» **THE REQUEST**: Rewrite all the records below, changing "one pin each" to "one point per item" and keeping everything else the same. Omit the pictures from your version.

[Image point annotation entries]
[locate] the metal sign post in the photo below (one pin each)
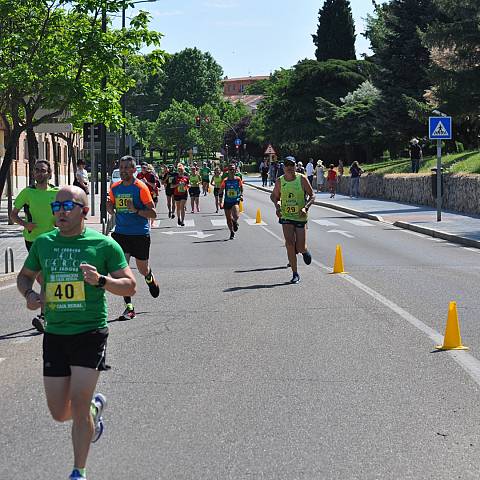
(439, 128)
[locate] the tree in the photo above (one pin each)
(191, 76)
(52, 58)
(335, 37)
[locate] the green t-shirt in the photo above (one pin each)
(36, 203)
(71, 305)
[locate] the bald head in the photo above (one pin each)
(70, 192)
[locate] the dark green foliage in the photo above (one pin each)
(335, 37)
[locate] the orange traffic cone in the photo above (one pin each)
(452, 339)
(338, 264)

» **SOLUTION FOR THIS PROBLEM**:
[locate] the metal sign post in the photo below (one point per item)
(439, 128)
[locate] the tree in the photo above (one point per item)
(191, 76)
(52, 58)
(335, 37)
[locate] the green t-shirt in the photo above (one point per item)
(36, 203)
(71, 305)
[locate] the bald head in the photo above (one point per item)
(70, 192)
[locate] the dark green foliage in the photo above (one point per item)
(335, 37)
[locate] the orange traffic cone in the photo above (one point per item)
(452, 339)
(338, 264)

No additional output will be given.